(Stored data entries)
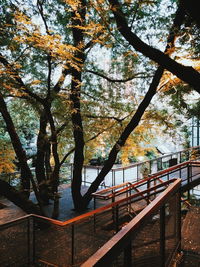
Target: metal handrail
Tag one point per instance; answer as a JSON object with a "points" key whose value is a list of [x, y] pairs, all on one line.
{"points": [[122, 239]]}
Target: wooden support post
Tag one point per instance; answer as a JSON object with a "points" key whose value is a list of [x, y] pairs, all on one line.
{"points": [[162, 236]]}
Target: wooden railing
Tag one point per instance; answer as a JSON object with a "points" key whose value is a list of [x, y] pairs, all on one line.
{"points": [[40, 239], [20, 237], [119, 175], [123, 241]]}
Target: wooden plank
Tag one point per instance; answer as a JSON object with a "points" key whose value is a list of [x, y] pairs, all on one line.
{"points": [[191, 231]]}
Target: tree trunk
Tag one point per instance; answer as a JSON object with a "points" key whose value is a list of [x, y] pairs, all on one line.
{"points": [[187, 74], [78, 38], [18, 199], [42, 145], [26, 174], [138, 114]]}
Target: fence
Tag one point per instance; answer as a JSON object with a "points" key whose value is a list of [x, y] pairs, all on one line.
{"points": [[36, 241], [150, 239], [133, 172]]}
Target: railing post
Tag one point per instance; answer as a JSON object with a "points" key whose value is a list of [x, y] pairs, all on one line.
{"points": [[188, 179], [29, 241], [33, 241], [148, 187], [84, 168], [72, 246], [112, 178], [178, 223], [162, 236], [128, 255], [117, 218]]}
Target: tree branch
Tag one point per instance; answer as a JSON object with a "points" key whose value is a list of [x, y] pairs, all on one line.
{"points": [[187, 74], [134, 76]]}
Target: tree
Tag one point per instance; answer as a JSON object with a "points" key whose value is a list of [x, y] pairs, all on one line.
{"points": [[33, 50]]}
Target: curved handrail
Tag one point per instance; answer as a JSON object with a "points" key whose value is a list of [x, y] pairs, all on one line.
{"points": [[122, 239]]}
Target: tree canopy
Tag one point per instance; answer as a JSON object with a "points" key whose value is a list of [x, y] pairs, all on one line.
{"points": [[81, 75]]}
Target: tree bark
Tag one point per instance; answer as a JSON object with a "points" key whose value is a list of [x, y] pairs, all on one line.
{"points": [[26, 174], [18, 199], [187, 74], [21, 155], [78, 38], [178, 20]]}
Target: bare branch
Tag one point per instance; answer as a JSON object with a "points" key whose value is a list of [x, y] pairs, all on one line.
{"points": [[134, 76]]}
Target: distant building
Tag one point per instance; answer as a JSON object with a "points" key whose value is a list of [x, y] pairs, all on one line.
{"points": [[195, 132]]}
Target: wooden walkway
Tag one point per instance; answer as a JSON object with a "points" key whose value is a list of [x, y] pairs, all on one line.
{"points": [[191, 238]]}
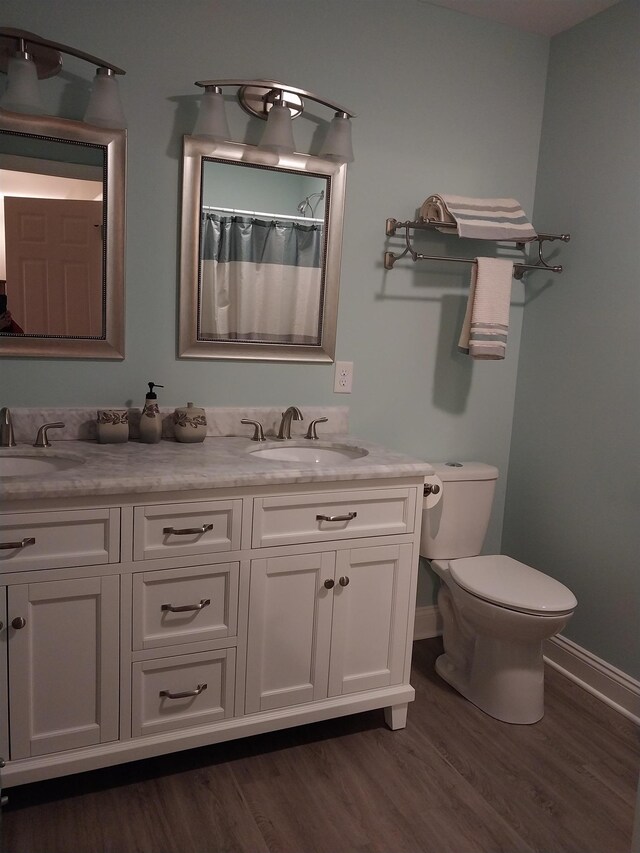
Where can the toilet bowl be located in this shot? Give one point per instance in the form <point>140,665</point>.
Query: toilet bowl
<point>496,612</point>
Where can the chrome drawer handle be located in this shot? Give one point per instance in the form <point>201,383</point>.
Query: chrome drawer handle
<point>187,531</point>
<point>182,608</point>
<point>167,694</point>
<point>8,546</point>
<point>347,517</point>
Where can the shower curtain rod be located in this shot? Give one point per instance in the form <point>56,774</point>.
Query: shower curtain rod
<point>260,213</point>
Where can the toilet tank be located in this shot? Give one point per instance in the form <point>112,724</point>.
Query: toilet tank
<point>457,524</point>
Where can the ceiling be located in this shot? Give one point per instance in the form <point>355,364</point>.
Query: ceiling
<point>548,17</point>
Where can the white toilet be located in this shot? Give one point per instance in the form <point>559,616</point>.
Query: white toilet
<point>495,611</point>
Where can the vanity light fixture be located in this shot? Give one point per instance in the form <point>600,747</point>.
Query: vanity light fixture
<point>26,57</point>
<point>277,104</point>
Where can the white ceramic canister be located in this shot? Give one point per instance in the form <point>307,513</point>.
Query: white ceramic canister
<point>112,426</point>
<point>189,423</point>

YOUR TASK -
Without the pictures, set down every entry exactly.

EXERCISE OUTPUT -
Target: metal handrail
Tag one point per instance; answer as a JSON object with a "points" key whose value is a list of [x, y] pairs, all on one line.
{"points": [[122, 239]]}
Target: wooden support post
Tag one point per instance; answer as a JSON object with a "points" key whose value is a list of [x, y] pairs, all on one line.
{"points": [[162, 236]]}
Target: wooden railing
Tag one point per instance; answer as a JSON object with a "points" key whose value is a list of [x, y] pairs, all on one line.
{"points": [[40, 239], [20, 237], [119, 175], [123, 241]]}
Target: wooden plank
Tag one point per instance; answer as a JSON object with a "points" key whose value is a list of [x, y] pairs, all on one line.
{"points": [[191, 231]]}
Target: tree trunk
Tag one point per instance; answer as a JSON object with a "points" key whose value is a list of [x, y] pairs, all on one line.
{"points": [[187, 74], [78, 38], [18, 199], [42, 145], [26, 174], [138, 114]]}
Target: fence
Tag one point per instance; answer as a JSON object with a "points" key whose value is a list of [x, y] pairs, all on one line.
{"points": [[36, 241], [150, 239], [133, 172]]}
Target: railing post
Tag one point per instance; answer as a JSON object with a "points" key whose value is a list of [x, y] pairs, all on one line.
{"points": [[188, 179], [29, 241], [33, 241], [148, 187], [84, 168], [72, 246], [112, 178], [178, 223], [162, 236], [128, 255], [117, 218]]}
Target: tree branch
Tag one point per instance; answer as a JSON object with a "points" key whose value is a list of [x, y] pairs, all on one line.
{"points": [[187, 74], [134, 76]]}
Target: tree
Tag one point per instance; answer as a JSON object with a "points" key whose value is a list of [x, y] pairs, all on one line.
{"points": [[33, 50]]}
Target: curved handrail
Tag one point per instance; answer as a JSON object with a "points" key whose value is a list of [x, y] pairs, all on one line.
{"points": [[122, 239]]}
Target: tree canopy
Tag one point per instance; answer as a JSON object with a "points" key whose value is a list of [x, y] pairs, all on one line.
{"points": [[81, 75]]}
Target: tree bark
Tag one point per instance; answer as a JSON object with a "points" key whose value is a list of [x, y] pairs, all on one line.
{"points": [[26, 174], [18, 199], [187, 74], [21, 155], [78, 38], [178, 20]]}
Target: bare branch
Tag one point per instance; answer as a JSON object with a "points" key whose value is a list of [x, y] pairs, all on one line.
{"points": [[134, 76]]}
Target: distant building
Tag one point per instance; answer as a JSON object with a "points" key whose value is a list of [x, y] pairs, all on one line.
{"points": [[195, 132]]}
Target: wooden walkway
Tag one point per instance; answer as a JSON object with a "points" key whose value is a list of [x, y] pairs, all on one line.
{"points": [[191, 238]]}
Where can the toilet bowl be located in this shot? Give one point per instance in the form <point>140,665</point>.
Query: toilet bowl
<point>496,612</point>
Where can the chrome drawer handle be located in this shot? Give one point per instance in the form <point>201,383</point>.
Query: chrome drawer handle
<point>187,531</point>
<point>182,608</point>
<point>167,694</point>
<point>8,546</point>
<point>347,517</point>
Where can the shower curtain rod be located in this shot? Give one point per instance in the form <point>56,774</point>.
Query: shower curtain rod
<point>260,213</point>
Where can the toilet tank be located in this shot? Give one point per instance in the form <point>112,724</point>.
Query: toilet tank
<point>457,524</point>
Where can the ceiling be located in this shot? Give one point per instance in the form <point>355,364</point>.
Query: ceiling
<point>548,17</point>
Where can the white toilet be located in this shot? Give one point per instance in the form <point>559,616</point>.
Query: white toilet
<point>495,611</point>
Where can the vanity light fixture be located in this shot? Give one point per instance in the form <point>600,747</point>.
Query: vanity light fixture
<point>26,57</point>
<point>277,104</point>
Where can the white ceramic canister be located in this shot? Give one point per instance in the form <point>307,513</point>.
Query: white ceramic canister
<point>112,426</point>
<point>189,423</point>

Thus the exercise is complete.